> **Listed entries**
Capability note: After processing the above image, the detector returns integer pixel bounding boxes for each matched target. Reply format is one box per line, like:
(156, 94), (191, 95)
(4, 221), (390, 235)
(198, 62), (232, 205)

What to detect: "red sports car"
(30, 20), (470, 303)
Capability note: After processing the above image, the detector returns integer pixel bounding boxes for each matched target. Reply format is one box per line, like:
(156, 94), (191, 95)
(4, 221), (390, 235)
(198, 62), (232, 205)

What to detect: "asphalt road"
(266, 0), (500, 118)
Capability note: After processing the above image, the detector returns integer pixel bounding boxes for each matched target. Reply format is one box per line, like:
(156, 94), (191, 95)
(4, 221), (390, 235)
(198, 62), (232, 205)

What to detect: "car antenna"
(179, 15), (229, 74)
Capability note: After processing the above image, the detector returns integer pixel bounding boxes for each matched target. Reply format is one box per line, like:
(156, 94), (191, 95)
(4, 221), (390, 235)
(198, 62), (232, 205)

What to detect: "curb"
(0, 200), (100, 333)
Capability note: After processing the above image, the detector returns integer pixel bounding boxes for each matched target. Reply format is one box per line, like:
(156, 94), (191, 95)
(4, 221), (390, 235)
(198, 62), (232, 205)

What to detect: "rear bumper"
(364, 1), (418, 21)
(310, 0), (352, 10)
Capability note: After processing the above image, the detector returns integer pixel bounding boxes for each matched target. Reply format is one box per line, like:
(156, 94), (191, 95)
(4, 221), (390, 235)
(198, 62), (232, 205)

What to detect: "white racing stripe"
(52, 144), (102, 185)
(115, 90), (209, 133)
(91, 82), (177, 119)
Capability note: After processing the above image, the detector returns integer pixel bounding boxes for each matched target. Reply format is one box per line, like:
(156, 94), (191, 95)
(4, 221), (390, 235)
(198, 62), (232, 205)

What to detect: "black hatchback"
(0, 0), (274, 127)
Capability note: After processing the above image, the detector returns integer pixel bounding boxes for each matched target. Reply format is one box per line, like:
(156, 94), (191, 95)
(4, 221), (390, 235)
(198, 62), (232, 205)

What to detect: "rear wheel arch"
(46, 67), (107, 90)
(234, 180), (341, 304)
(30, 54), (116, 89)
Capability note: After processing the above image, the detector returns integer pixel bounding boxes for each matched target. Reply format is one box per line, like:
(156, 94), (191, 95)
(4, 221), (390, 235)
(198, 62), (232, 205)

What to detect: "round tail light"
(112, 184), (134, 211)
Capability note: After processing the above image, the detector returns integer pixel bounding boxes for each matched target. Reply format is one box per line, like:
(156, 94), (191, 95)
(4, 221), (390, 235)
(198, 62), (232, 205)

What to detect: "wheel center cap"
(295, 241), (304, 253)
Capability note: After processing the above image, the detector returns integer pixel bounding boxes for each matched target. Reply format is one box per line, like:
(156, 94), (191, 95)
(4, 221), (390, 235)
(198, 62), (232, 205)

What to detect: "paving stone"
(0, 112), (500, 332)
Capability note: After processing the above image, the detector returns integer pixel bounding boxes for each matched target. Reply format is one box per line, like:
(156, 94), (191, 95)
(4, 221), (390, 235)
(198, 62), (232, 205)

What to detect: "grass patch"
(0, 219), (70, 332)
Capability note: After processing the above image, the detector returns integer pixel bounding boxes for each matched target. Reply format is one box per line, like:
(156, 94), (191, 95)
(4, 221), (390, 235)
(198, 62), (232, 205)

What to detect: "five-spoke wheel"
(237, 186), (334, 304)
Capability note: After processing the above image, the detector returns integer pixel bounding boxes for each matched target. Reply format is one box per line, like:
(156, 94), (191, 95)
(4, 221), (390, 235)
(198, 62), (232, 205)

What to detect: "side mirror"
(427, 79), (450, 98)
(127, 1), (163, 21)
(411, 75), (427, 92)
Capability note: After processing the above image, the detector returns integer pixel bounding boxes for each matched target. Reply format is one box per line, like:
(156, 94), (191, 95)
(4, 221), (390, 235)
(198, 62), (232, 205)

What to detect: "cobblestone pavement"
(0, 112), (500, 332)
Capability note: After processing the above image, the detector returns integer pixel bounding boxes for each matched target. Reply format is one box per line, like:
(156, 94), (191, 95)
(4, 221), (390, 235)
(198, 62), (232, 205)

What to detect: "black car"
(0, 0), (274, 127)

> **Aim of the task**
Print all of the records above again, word for word, with every line unchanged and in its original order.

> **Answer for the task**
Capability note: After processing the above image, the detector returns integer pixel bounding boxes for each matched target. Reply format is one box per line, like:
(156, 94), (191, 95)
(4, 221), (390, 235)
(198, 62), (232, 205)

What to detect: "red sports car"
(30, 20), (470, 303)
Capability note: After processing the above image, the detector returns integer pixel bounding boxes for each matched target. Reply format is one box per line, like:
(156, 94), (191, 95)
(4, 221), (390, 235)
(198, 62), (232, 205)

What to detect: "asphalt road"
(266, 0), (500, 118)
Capability note: After processing the above image, the detector returns integer pixel bounding boxes for each matched target. Reply format is one box per line, like:
(156, 94), (191, 95)
(4, 221), (390, 235)
(198, 62), (232, 205)

What to detect: "car antenna"
(179, 15), (229, 74)
Capability note: After processing the above image, the detector returns integer pixel bounding boxes for each matched target. Reply format is one box per line, like:
(156, 94), (191, 95)
(4, 221), (390, 235)
(198, 62), (232, 205)

What to detect: "curb"
(0, 200), (100, 333)
Capability note: After processing the above image, the detector returns integer pixel bounding boxes for each matched target. Reply format is one box per line, like:
(156, 94), (191, 95)
(4, 221), (390, 235)
(198, 62), (232, 205)

What to detect: "rear bumper"
(364, 1), (418, 21)
(310, 0), (352, 10)
Capability note: After processing the above image, the detector returns integer pixel bounding boxes for each matched target. Reply format is one box per line, like:
(156, 94), (191, 95)
(4, 221), (390, 235)
(198, 62), (232, 205)

What to detect: "white racing stripe"
(52, 144), (102, 185)
(115, 90), (209, 133)
(91, 82), (177, 119)
Capability note: After processing the above image, the detector returns integer pixel bounding boxes for each matched target. Reply format is one box per line, like:
(156, 94), (191, 95)
(4, 221), (390, 235)
(198, 62), (232, 205)

What to detect: "black hatchback"
(0, 0), (274, 127)
Capability note: After processing the above image, the detector returns integer pixel bounding boxes for each matched target. Reply format is one box per line, like:
(156, 94), (191, 95)
(4, 221), (390, 235)
(198, 62), (232, 205)

What to detect: "rear wheel arch"
(46, 67), (107, 90)
(234, 180), (341, 304)
(30, 54), (116, 89)
Capability note: After processing the above image, the detector returns integer pixel bounding boxes for each matched target. Reply format is one box per line, like:
(156, 94), (191, 95)
(4, 221), (390, 235)
(198, 62), (232, 205)

What to detect: "round tail light"
(112, 184), (134, 211)
Capability note: After processing the above image, the detector returns integer pixel bounding boxes for each matched target. Reply format is one box per line, like:
(156, 94), (191, 95)
(4, 221), (390, 235)
(198, 62), (232, 205)

What to detect: "wheel center cap"
(295, 241), (304, 253)
Capability note: After processing the above image, the detector returns integer pixel bounding boxes for each matched target. Reply format is one box per line, like:
(156, 94), (191, 95)
(4, 221), (390, 235)
(198, 62), (232, 205)

What to detect: "paving stone"
(0, 112), (500, 332)
Capability note: After processing the above image, the detector returns integer pixel bounding boxes for each matched target. Reply format is one box per line, like:
(156, 94), (191, 95)
(4, 221), (390, 235)
(198, 62), (232, 205)

What to detect: "grass patch"
(0, 219), (70, 332)
Capability note: After processing the above image, the detector returns integer pixel bounding boxes for each matched target. Reply format is one box per line, like:
(156, 94), (191, 95)
(4, 221), (390, 235)
(198, 62), (232, 205)

What to detect: "five-spoke wheel"
(237, 186), (334, 304)
Capability note: After processing the above image, the detector returns integer pixel bounding boxes for each matched target. Reply format is one box per line, like:
(156, 94), (191, 95)
(4, 221), (390, 235)
(198, 62), (232, 205)

What to detect: "side mirror"
(427, 79), (450, 98)
(127, 1), (163, 21)
(411, 75), (427, 92)
Capability note: After processing the above image, the detector returns integer pixel bounding boxes for each matched target. Reply format is one box per line, like:
(156, 94), (191, 95)
(4, 221), (390, 235)
(198, 62), (232, 205)

What to detect: "cobblestone pavement"
(0, 112), (500, 332)
Capability note: After processing the above image, the detector returns integer pixel bounding boxes for each matched target. Reply format is one box per line, like:
(156, 94), (191, 95)
(4, 221), (390, 235)
(198, 62), (232, 205)

What to detect: "black car"
(0, 0), (274, 127)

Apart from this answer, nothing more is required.